— start of Document passage —

Setup kubectl on your laptop / workstation

macOS

brew install kubernetes-cli

Ubuntu

sudo apt-get update && sudo apt-get install -y apt-transport-https
curl -s https://packages.cloud.google.com/apt/doc/apt-key.gpg | sudo apt-key add -
echo "deb https://apt.kubernetes.io/ kubernetes-xenial main" | sudo tee -a /etc/apt/sources.list.d/kubernetes.list
sudo apt-get update
sudo apt-get install -y kubectl

CentOS

cat <<EOF > /etc/yum.repos.d/kubernetes.repo
[kubernetes]
name=Kubernetes
baseurl=
https://packages.cloud.google.com/yum/repos/kubernetes-el7-x86_64
enabled=1
gpgcheck=1
repo_gpgcheck=1
gpgkey=
https://packages.cloud.google.com/yum/doc/yum-key.gpg https://packages.cloud.google.com/yum/doc/rpm-package-key.gpg
EOF

yum install -y kubectl

Setup a proxy to your workstation

Create a ~/.kube directory on your laptop and then scp the ~/.kube/config file from the k8s (Kubernetes) master to your ~/.kube directory.

Then get the authentication token you need to connect to the dashboard:

kubectl -n kube-system describe secret $(kubectl -n kube-system get secret | grep k8s-admin | awk '{print $1}')

Store this token somewhere safe but readily accessible; you’ll need it (frequently) to access the Kubernetes dashboard. Now start the proxy:

kubectl proxy

Now open the dashboard by going to:
http://localhost:8001/api/v1/namespaces/kube-system/services/https:kubernetes-dashboard:/proxy/

You should see the dialog above. Select ‘Token’ and then copy-paste the token from the prior step and sign in. Hopefully that was a success!


Setup Your Minion Nodes

# Setup your firewall settings
#sudo firewall-cmd --zone=public --add-port=10250/tcp --permanent # Kubelet API
#
sudo firewall-cmd --zone=public --add-port=30000-32767/tcp --permanent # NodePort Services
#
sudo firewall-cmd --reload
# For sanity, we'll just disable the firewall. Once you know exactly what services you want you can expose desired ports via firewall-cmd.
systemctl
disable firewalld --now # Disable the firewall

# Now paste the kubeadm join command from the kubeadm init command on master
sudo kubeadm join <master-cluster-ip>:6443 --token <something.token> --discovery-token-ca-cert-hash sha256:<hash>

Note that the join command output from the init command expires. If that happened to you, you can regenerate a new join command by going to your k8s master and typing this:

sudo kubeadm token create --print-join-command

Repeat the steps for every single node you wish to add to the cluster. Note that the join command will be the same for every node.

— end of Document passage —

- **What this exercise asks**:
**A)** Copy word for word the passage of the Kubernetes setup guide starting at "Create a ~/.kube" and ending at "was a success!".
**B)** Extend the Kubernetes setup guide from the point where it stops.

— start of Record extracts —

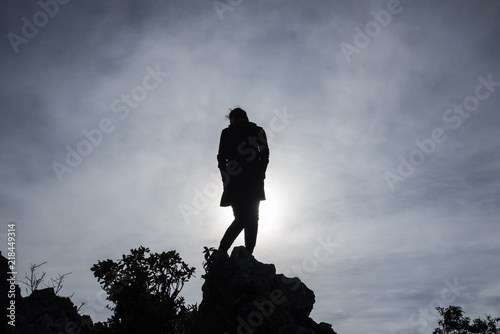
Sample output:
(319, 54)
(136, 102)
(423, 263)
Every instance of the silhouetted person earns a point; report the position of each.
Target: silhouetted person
(243, 157)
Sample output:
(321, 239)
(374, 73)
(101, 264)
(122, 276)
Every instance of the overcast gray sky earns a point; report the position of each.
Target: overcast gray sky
(384, 179)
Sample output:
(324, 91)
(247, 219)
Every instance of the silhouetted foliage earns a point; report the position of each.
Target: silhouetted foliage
(454, 322)
(208, 254)
(145, 289)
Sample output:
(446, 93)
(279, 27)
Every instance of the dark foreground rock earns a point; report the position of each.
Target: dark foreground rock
(243, 295)
(43, 312)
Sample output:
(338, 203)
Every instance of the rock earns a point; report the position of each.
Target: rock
(243, 295)
(43, 312)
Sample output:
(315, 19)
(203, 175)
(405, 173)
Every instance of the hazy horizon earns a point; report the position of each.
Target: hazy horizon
(383, 187)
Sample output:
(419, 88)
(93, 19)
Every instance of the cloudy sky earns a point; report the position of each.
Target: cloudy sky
(384, 179)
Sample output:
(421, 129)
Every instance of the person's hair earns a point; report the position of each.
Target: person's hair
(237, 114)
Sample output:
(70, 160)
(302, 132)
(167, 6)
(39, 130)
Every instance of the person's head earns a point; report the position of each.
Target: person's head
(237, 114)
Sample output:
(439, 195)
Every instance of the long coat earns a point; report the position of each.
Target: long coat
(242, 160)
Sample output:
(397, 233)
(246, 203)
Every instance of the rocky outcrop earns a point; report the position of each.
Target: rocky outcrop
(43, 312)
(243, 295)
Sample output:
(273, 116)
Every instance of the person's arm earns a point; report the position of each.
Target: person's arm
(222, 154)
(263, 153)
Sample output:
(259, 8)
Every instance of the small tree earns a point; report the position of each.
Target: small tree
(454, 322)
(145, 289)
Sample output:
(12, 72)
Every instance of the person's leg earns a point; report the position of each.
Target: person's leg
(233, 230)
(251, 219)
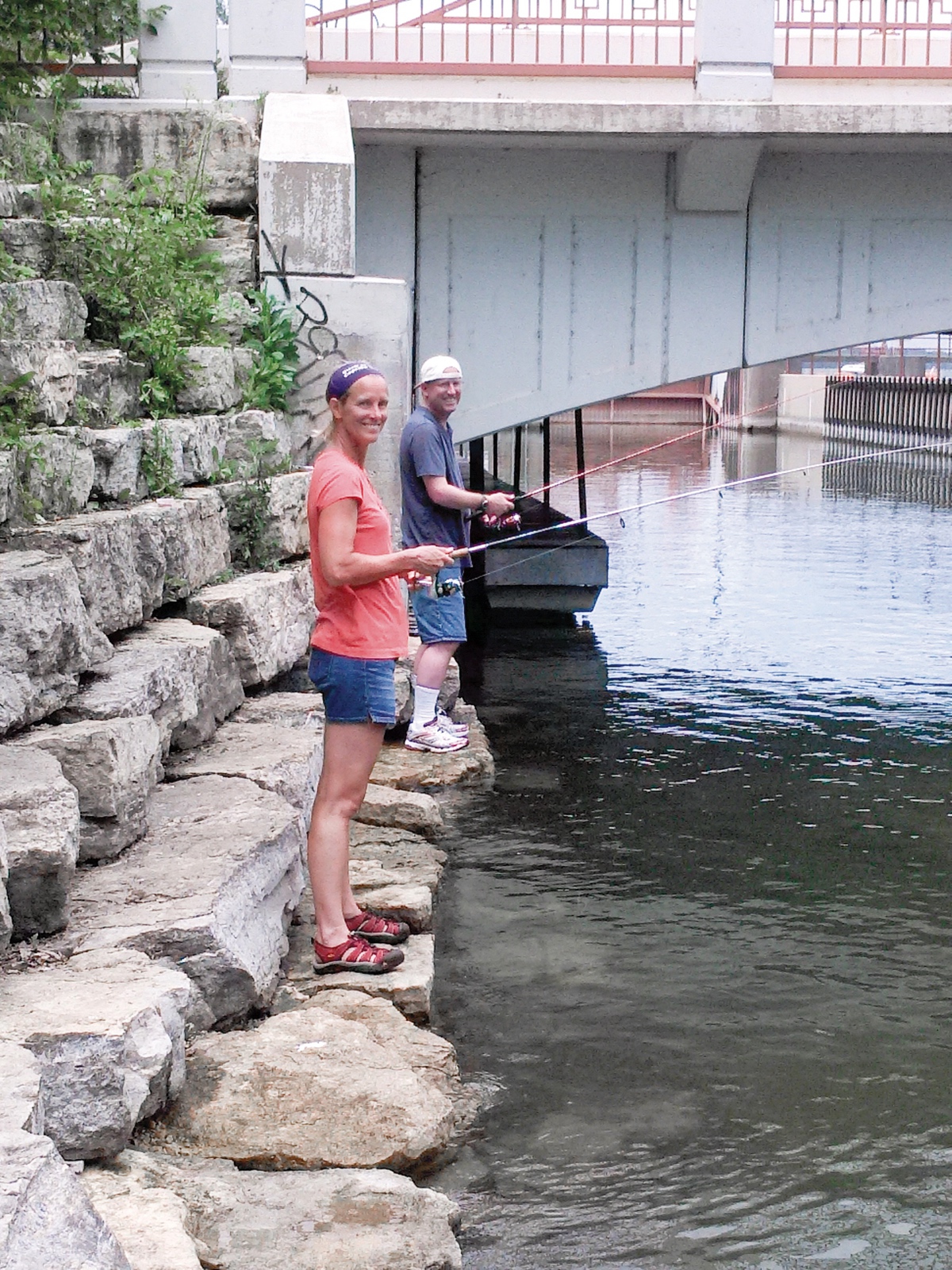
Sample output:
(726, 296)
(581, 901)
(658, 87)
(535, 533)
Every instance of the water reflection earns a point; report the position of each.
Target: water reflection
(697, 941)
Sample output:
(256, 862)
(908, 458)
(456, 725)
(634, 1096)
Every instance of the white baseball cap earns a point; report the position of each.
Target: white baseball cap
(440, 368)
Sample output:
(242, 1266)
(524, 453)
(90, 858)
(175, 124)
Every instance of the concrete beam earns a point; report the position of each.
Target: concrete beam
(306, 186)
(716, 175)
(267, 48)
(734, 50)
(178, 63)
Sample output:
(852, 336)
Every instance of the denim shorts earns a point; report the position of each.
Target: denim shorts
(353, 690)
(441, 620)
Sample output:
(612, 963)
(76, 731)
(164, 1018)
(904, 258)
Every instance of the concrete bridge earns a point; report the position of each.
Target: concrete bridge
(577, 226)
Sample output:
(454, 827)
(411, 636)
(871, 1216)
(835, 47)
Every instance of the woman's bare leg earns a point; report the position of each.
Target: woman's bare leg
(351, 751)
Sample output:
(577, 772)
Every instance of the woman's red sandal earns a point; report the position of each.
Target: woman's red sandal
(355, 954)
(378, 929)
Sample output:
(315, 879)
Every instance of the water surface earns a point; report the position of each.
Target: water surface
(696, 944)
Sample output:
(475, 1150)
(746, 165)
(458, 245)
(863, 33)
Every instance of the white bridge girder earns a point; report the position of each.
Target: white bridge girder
(562, 276)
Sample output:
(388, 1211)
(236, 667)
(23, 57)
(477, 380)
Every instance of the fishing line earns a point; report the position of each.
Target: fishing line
(676, 498)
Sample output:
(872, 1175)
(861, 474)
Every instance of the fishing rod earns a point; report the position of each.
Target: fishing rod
(691, 493)
(512, 520)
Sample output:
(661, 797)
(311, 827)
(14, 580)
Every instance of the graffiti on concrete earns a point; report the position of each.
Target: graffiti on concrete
(314, 330)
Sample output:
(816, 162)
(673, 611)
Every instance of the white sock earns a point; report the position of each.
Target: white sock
(424, 705)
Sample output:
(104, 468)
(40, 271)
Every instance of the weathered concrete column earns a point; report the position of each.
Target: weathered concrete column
(734, 50)
(308, 260)
(178, 63)
(267, 48)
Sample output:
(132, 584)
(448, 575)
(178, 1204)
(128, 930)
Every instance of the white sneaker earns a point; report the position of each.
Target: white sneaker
(433, 738)
(447, 724)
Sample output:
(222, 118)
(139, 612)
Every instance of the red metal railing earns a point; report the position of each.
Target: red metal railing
(863, 36)
(852, 38)
(508, 36)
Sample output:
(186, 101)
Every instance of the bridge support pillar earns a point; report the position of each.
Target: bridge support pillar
(267, 48)
(306, 216)
(734, 50)
(177, 64)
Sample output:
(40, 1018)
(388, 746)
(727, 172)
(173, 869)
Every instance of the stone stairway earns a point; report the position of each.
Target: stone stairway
(155, 921)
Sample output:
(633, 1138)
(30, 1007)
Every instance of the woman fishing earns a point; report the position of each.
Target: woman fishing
(361, 630)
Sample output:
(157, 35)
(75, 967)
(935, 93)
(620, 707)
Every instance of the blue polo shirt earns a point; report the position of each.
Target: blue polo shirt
(427, 450)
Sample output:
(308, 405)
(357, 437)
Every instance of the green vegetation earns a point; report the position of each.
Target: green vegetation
(272, 340)
(158, 465)
(249, 512)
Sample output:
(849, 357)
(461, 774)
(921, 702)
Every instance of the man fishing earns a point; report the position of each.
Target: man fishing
(435, 511)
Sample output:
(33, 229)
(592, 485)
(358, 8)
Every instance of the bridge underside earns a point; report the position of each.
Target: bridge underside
(564, 271)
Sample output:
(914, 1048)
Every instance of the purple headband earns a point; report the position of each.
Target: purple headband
(346, 376)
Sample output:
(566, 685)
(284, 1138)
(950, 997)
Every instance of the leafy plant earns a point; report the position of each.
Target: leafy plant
(158, 464)
(271, 337)
(249, 512)
(35, 33)
(133, 251)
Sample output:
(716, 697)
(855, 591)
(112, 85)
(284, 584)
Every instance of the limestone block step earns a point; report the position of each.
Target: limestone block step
(211, 384)
(108, 1029)
(48, 639)
(21, 1098)
(403, 768)
(108, 387)
(285, 709)
(133, 560)
(245, 1219)
(211, 887)
(52, 366)
(41, 311)
(333, 1085)
(409, 987)
(182, 675)
(6, 920)
(287, 514)
(40, 810)
(48, 1218)
(287, 761)
(400, 851)
(113, 765)
(29, 241)
(267, 619)
(401, 810)
(18, 200)
(225, 148)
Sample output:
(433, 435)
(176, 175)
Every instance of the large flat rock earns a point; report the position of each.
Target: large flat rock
(132, 560)
(108, 1029)
(314, 1089)
(48, 639)
(41, 816)
(182, 675)
(21, 1099)
(267, 618)
(113, 765)
(285, 709)
(404, 768)
(283, 760)
(46, 1218)
(211, 888)
(400, 810)
(244, 1219)
(41, 311)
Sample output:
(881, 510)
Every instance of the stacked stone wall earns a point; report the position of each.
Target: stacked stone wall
(164, 1045)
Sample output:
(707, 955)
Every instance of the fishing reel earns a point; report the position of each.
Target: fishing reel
(508, 521)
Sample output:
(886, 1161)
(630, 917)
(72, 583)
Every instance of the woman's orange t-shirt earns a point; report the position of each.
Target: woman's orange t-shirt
(355, 622)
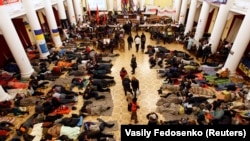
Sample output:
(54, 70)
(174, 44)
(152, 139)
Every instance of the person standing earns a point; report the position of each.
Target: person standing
(123, 73)
(206, 53)
(130, 41)
(137, 42)
(143, 41)
(133, 63)
(126, 83)
(135, 85)
(134, 108)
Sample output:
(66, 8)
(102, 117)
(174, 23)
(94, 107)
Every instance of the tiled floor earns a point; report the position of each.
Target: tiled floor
(149, 84)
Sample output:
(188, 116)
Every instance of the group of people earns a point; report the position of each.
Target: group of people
(140, 40)
(131, 89)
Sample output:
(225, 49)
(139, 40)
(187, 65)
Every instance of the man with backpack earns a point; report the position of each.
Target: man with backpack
(134, 107)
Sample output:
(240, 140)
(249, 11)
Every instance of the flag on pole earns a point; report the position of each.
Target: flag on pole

— end of Record extracts —

- **Response list**:
**A)**
Create a ~/.kube directory on your laptop and then scp the ~/.kube/config file from the k8s (Kubernetes) master to your ~/.kube directory.

Then get the authentication token you need to connect to the dashboard:

kubectl -n kube-system describe secret $(kubectl -n kube-system get secret | grep k8s-admin | awk '{print $1}')

Store this token somewhere safe but readily accessible; you’ll need it (frequently) to access the Kubernetes dashboard. Now start the proxy:

kubectl proxy

Now open the dashboard by going to:
http://localhost:8001/api/v1/namespaces/kube-system/services/https:kubernetes-dashboard:/proxy/

You should see the dialog above. Select ‘Token’ and then copy-paste the token from the prior step and sign in. Hopefully that was a success!

**B)**
Installing Helm

Helm is like a package manager for Kubernetes. It will allow you to deploy a pre-packaged set of Kubernetes objects as a set, and you can even then remove the name set just as easily. For example, helm is what we’ll use to install StorageOS. To install helm, just run the following on your workstation:

macOS

brew install kubernetes-helm
helm init

Linux

The Snap package for Helm is maintained by Snapcrafters.

sudo snap install helm --classic

Installing StorageOS

We will use helm to install storageos. In the command below, replace node1–3 with the hostnames of each of your nodes:

helm install storageos/storageos --name=storageos --namespace=storageos --set cluster.join="node1\,node2\,node3"
ClusterIP=$(kubectl get svc/storageos --namespace storageos -o custom-columns=IP:spec.clusterIP --no-headers=true)
ApiAddress=$(echo -n "tcp://$ClusterIP:5705" | base64)
kubectl patch secret/storageos-api --namespace storageos --patch "{\"data\": {\"apiAddress\": \"$ApiAddress\"}}"

Now we need to create a new Kubernetes StorageClass based on StorageOS that we will use for all our PersistentVolume objects. For this one, let’s use the Kubernetes dashboard to see how we can deploy objects through that:

Start your proxy:

kubectl proxy

Go to http://localhost:8001/api/v1/namespaces/kube-system/services/https:kubernetes-dashboard:/proxy. If you haven’t recently logged in, you’ll see the following screen again:

Again, copy-paste the token you saved earlier. If you lost it, just run the following again:

kubectl -n kube-system describe secret $(kubectl -n kube-system get secret | grep k8s-admin | awk '{print $1}')

Once logged-in, press the “+ CREATE” button on the top-right of the dashboard:

Now in the Create from Text Input screen, enter the following and press the Upload button:

kind: StorageClass
apiVersion: storage.k8s.io/v1
metadata:
name: fast
provisioner: kubernetes.io/storageos
parameters:
pool: default
description: Kubernetes volume
fsType: ext4
adminSecretNamespace: default
adminSecretName: storageos-secret

Note that in the StorageClass above, I call it ‘fast’ because the storage system on my cluster is all SSDs. If that’s not true for you or if you have a mix, it is best to create a StorageClass for each type of storage and name it appropriately.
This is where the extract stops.